* [TO DO]:
Scan the material for the word "image" and copy each line where it occurs.

>>>>>

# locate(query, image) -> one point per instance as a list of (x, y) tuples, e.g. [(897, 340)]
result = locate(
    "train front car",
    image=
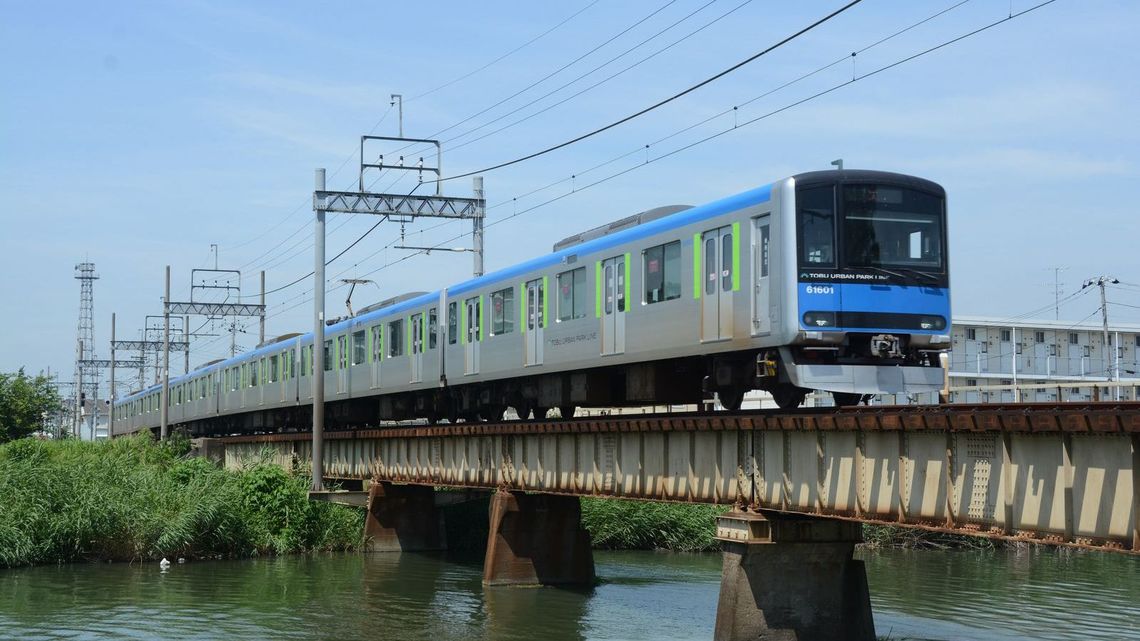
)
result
[(871, 283)]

<<<<<

* [SOLVED PROBLEM]:
# locate(query, image) -> one point per instance as a list of (x, y) tuples, e.g. [(897, 340)]
    image=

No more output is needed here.